Work task.
Your output should reproduce each entry exactly, with none of its pictures.

Data supplied.
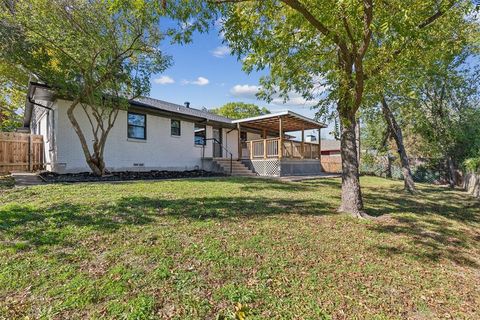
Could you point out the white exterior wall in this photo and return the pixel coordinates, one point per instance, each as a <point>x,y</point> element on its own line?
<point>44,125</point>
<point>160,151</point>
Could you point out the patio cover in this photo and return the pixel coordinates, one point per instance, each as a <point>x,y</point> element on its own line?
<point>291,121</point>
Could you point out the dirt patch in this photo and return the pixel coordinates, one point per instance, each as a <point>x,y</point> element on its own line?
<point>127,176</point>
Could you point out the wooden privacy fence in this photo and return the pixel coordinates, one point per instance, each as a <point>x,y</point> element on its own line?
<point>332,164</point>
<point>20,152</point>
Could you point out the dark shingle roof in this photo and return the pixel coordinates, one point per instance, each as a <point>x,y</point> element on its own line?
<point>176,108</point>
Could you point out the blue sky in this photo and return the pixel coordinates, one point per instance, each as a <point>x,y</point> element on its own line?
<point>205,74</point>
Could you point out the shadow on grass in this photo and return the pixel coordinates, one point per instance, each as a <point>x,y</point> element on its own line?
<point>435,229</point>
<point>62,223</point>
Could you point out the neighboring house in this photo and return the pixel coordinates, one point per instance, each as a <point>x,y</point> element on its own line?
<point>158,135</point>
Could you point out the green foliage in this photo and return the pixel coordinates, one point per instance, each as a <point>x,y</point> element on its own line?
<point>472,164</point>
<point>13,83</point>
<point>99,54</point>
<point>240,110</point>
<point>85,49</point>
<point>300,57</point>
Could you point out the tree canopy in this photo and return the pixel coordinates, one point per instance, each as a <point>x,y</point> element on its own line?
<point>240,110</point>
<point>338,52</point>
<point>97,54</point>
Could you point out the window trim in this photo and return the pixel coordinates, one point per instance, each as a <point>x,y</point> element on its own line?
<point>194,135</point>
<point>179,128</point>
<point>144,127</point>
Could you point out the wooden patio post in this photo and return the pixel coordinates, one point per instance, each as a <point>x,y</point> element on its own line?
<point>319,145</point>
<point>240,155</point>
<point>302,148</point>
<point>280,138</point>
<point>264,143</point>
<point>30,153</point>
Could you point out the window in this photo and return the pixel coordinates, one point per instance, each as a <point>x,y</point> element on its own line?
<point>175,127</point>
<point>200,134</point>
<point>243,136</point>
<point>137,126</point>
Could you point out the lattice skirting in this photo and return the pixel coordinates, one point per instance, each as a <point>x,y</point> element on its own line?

Output for this exercise.
Could you point out the white exterior wall in this photo and return the pixel coordinates, one point per instance, each as a <point>x,y</point> element on its own line?
<point>44,125</point>
<point>160,151</point>
Could you point out the patio cover in this photo and return the pixel coordinates, one point per instance, each as a <point>x,y</point> element on its own line?
<point>291,121</point>
Could you point out the dirt patch in this photo and return the pixel coordinates, one point per instance, each as a <point>x,y</point> element on its own line?
<point>127,176</point>
Could you point out the wooden privacy fence in this photo and return the pixel coordinates, one point per instance, each as a <point>x,y</point> element on its own line?
<point>332,164</point>
<point>20,152</point>
Could you point out the dark shingle roof in this photo and return the pixel coordinates, one point per instance, each as a <point>x,y</point> element on its own line?
<point>176,108</point>
Could you point out the blue sky in this photo and return the pixel coordinates, one point per instance, each as a <point>x,y</point> element on its own line?
<point>205,74</point>
Could you point out the shadow on grass in this photo and return the pixel coordinates, one point per instance, each as a <point>x,y</point> element on its own line?
<point>435,229</point>
<point>62,223</point>
Could you point out the neighboring house in this photo and return the pixel coordinates, one point per instance, each as a <point>x,y</point> element on its own line?
<point>158,135</point>
Could you point out the green foliage in this photo and return the pixel coordinates, one point per instance, each as a <point>x,y</point> element on its own line?
<point>472,164</point>
<point>13,83</point>
<point>99,54</point>
<point>240,110</point>
<point>85,49</point>
<point>300,57</point>
Could you point out the tree canopy in this photo and return the pixel coordinates, one point per instance, each as a <point>x,y</point> element on its own line?
<point>240,110</point>
<point>338,52</point>
<point>97,54</point>
Could you point out the window trim in this photo and return the pixel coordinates, one point per instance, each as a <point>x,y</point> element on its own line?
<point>194,135</point>
<point>179,128</point>
<point>144,127</point>
Could you point out the wooden patio post in this photo and return the pixel coordinates, one point per instance, each as a <point>x,y</point> element on its own line?
<point>319,145</point>
<point>240,155</point>
<point>302,148</point>
<point>280,138</point>
<point>264,143</point>
<point>30,153</point>
Could you point out the window in this photo and return the pixel coordinates, one point per instance, each as a <point>x,y</point> element on its own line?
<point>175,127</point>
<point>200,134</point>
<point>243,136</point>
<point>137,126</point>
Could you point out the lattice skirting in this photo and return the pixel coordinates, one point per instance, each as a <point>x,y</point> element on its own line?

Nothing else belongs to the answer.